-------- LISTED ENTRIES --------

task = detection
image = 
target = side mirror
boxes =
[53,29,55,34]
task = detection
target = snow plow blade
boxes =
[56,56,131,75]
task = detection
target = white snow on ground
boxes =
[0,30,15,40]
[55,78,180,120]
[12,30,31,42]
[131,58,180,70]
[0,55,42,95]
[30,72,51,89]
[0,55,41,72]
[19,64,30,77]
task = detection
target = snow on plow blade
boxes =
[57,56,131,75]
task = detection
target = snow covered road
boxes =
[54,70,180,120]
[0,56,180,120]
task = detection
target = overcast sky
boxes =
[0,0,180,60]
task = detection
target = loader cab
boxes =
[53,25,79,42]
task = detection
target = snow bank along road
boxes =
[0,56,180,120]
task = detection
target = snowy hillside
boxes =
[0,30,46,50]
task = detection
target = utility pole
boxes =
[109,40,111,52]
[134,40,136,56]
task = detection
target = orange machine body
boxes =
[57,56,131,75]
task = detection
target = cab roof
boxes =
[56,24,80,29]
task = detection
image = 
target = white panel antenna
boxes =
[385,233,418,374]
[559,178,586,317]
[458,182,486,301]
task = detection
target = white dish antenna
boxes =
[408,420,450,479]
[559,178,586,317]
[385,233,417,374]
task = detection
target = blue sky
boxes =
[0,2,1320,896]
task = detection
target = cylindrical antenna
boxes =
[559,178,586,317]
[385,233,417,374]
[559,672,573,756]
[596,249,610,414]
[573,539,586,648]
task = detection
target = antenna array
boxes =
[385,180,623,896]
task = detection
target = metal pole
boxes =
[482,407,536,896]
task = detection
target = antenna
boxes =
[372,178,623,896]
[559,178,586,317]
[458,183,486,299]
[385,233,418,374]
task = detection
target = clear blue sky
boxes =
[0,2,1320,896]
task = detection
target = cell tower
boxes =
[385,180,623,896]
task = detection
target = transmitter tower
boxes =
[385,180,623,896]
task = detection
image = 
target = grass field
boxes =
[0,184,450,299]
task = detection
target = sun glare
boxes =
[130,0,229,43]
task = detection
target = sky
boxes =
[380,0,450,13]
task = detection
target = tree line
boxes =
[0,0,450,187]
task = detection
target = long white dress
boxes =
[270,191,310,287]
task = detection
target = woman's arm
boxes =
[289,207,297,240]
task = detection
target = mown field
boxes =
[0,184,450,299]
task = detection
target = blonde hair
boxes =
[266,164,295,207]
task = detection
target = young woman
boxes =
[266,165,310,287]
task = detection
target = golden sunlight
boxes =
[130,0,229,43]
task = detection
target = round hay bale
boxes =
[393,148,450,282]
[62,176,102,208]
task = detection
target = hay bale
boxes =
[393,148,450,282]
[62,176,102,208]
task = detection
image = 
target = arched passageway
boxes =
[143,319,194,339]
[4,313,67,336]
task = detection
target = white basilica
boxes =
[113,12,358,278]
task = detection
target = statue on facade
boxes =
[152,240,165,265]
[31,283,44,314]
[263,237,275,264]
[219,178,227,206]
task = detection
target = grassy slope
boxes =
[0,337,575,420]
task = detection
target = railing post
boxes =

--------

• [PROBLEM TO SOLVE] Reproduce every line of the records above without any change.

• [WRITTEN RESPONSE]
task = detection
image = 
target = side mirror
boxes =
[53,29,55,34]
task = detection
target = snow plow blade
boxes =
[56,56,131,75]
task = detection
target = white snow on ground
boxes =
[0,30,15,40]
[55,78,180,120]
[12,30,31,42]
[131,58,180,70]
[0,55,42,95]
[30,72,51,89]
[0,55,41,72]
[19,64,30,77]
task = detection
target = snow on plow blade
boxes =
[57,56,131,75]
task = detection
target = snow covered road
boxes =
[54,70,180,120]
[0,56,180,120]
task = detection
target = overcast sky
boxes =
[0,0,180,60]
task = detection
target = loader cab
boxes =
[53,25,79,42]
task = detection
target = snow bank along road
boxes =
[0,56,180,120]
task = detection
target = snowy hillside
boxes =
[0,30,46,50]
task = detection
target = utility pole
boxes =
[109,40,111,52]
[134,40,136,56]
task = detection
target = orange machine body
boxes =
[57,56,131,75]
task = detection
target = cab roof
boxes =
[56,24,80,29]
task = detection
image = 
target = white panel antenna
boxes =
[385,233,418,374]
[559,178,586,317]
[458,182,486,301]
task = detection
target = white dish antenna
boxes =
[408,420,450,479]
[559,178,586,317]
[385,233,417,374]
task = detection
target = blue sky
boxes =
[0,2,1320,896]
task = detection
target = cylindrical antenna
boxes =
[559,178,586,317]
[385,233,417,374]
[559,672,573,756]
[596,249,610,414]
[573,539,586,648]
task = detection
target = antenna array
boxes =
[385,180,623,896]
task = detection
target = metal pole
boxes =
[482,407,536,896]
task = detection
target = antenna
boxes =
[372,178,623,896]
[559,178,586,317]
[458,183,486,299]
[385,233,418,374]
task = detection
target = clear blue sky
boxes =
[0,2,1320,896]
task = detection
target = cell tower
boxes =
[385,180,623,896]
task = detection
target = transmitter tower
boxes =
[385,180,623,896]
task = detection
image = 
target = grass field
boxes =
[0,184,450,299]
task = detection
target = sun glare
boxes =
[130,0,229,43]
task = detection
target = sky
boxes =
[380,0,450,13]
task = detection
target = tree line
boxes =
[0,0,450,187]
task = detection
target = long white dress
boxes =
[270,191,310,287]
task = detection
target = woman's arm
boxes =
[289,207,297,240]
task = detection
target = mown field
boxes =
[0,184,450,299]
task = detection
target = blonde hair
boxes =
[266,164,295,207]
task = detection
target = young woman
boxes =
[266,165,310,287]
task = detection
target = golden sunlight
boxes =
[130,0,229,43]
task = detection
target = round hay bale
boxes =
[393,148,450,282]
[62,176,102,208]
task = detection
target = hay bale
boxes =
[393,148,450,282]
[62,176,102,208]
task = detection
image = 
target = arched passageway
boxes =
[143,319,194,339]
[4,313,67,336]
task = detection
target = white basilica
boxes =
[113,12,358,278]
task = detection
target = statue on facade
boxes =
[152,240,165,265]
[31,283,44,314]
[263,237,275,264]
[219,178,227,206]
task = detection
target = grassy slope
boxes =
[0,337,575,420]
task = detection
target = railing post
boxes =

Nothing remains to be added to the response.